### Problem description
Put the material below into a Markdown table with the columns "Row" and "Line." Give each line its row number and leave out blank lines.

───── Raw data ─────

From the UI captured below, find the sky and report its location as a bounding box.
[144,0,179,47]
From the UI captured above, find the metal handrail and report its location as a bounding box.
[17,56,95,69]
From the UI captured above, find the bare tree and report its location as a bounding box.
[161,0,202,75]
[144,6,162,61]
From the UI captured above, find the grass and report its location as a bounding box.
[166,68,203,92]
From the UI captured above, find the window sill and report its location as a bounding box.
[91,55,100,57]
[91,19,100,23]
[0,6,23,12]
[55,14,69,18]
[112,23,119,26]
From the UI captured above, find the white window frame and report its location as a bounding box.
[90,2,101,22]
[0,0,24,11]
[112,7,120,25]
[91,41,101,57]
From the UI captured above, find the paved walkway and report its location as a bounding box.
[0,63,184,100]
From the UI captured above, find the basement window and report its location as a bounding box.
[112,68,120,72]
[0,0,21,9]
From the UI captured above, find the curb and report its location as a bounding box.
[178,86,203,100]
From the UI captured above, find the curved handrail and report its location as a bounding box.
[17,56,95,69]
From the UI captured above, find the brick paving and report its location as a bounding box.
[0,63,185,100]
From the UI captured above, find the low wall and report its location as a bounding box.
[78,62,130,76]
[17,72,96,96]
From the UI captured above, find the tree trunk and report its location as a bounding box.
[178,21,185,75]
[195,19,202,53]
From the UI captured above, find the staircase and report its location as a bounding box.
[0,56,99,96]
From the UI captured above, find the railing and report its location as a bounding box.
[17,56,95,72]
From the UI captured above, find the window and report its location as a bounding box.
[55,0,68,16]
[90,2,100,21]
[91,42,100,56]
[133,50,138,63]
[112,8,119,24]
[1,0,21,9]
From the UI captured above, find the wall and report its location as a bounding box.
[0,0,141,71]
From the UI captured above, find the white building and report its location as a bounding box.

─────

### Solved exercise
| Row | Line |
|---|---|
| 1 | From the UI captured below, find the sky and report its location as a bounding box. |
| 2 | [144,0,179,47] |
| 3 | From the UI captured above, find the metal handrail and report its location as a bounding box. |
| 4 | [17,56,95,69] |
| 5 | From the UI captured above, find the bare tree and report its location as a bounding box. |
| 6 | [161,0,202,75] |
| 7 | [144,6,162,61] |
| 8 | From the UI captured above, find the grass and report its location as a bounding box. |
| 9 | [166,68,203,92] |
| 10 | From the UI captured above, find the window sill and report its location as a bounding box. |
| 11 | [91,55,100,57] |
| 12 | [91,19,100,23] |
| 13 | [0,6,23,12] |
| 14 | [55,14,69,18] |
| 15 | [112,23,119,26] |
| 16 | From the UI captured above, find the white window frame and report its location as a bounding box. |
| 17 | [90,2,101,22] |
| 18 | [0,0,24,11] |
| 19 | [112,7,120,25] |
| 20 | [91,41,101,57] |
| 21 | From the UI captured above, find the paved walkway and report its location as a bounding box. |
| 22 | [0,63,184,100] |
| 23 | From the UI captured above, find the basement window and report its location as a bounding box. |
| 24 | [112,68,120,72] |
| 25 | [0,0,21,9] |
| 26 | From the UI captured above, find the curb and report its location as a bounding box. |
| 27 | [178,86,203,100] |
| 28 | From the UI captured above, find the curved handrail and report its location as a bounding box. |
| 29 | [17,56,95,69] |
| 30 | From the UI captured above, find the brick paving and report its location as a bounding box. |
| 31 | [0,63,185,100] |
| 32 | From the UI captured above, find the low wall and report its location as a bounding box. |
| 33 | [78,62,130,76] |
| 34 | [17,72,96,96] |
| 35 | From the UI captured above, find the tree trunk and report its location as a bounding box. |
| 36 | [178,21,185,75] |
| 37 | [195,19,202,53] |
| 38 | From the UI captured above, find the staircase and report its location as a bounding box. |
| 39 | [0,56,99,96] |
| 40 | From the UI captured above, find the railing and report its location as a bounding box. |
| 41 | [17,56,95,72] |
| 42 | From the UI captured above, find the window and report its location as a bounding box. |
| 43 | [55,0,68,16] |
| 44 | [90,2,100,21] |
| 45 | [91,42,100,56] |
| 46 | [133,50,138,63] |
| 47 | [112,8,119,24] |
| 48 | [1,0,21,9] |
| 49 | From the UI captured above, find the wall and report its location as a bounding box. |
| 50 | [0,0,141,71] |
| 51 | From the UI captured above, find the white building and report its location as a bounding box. |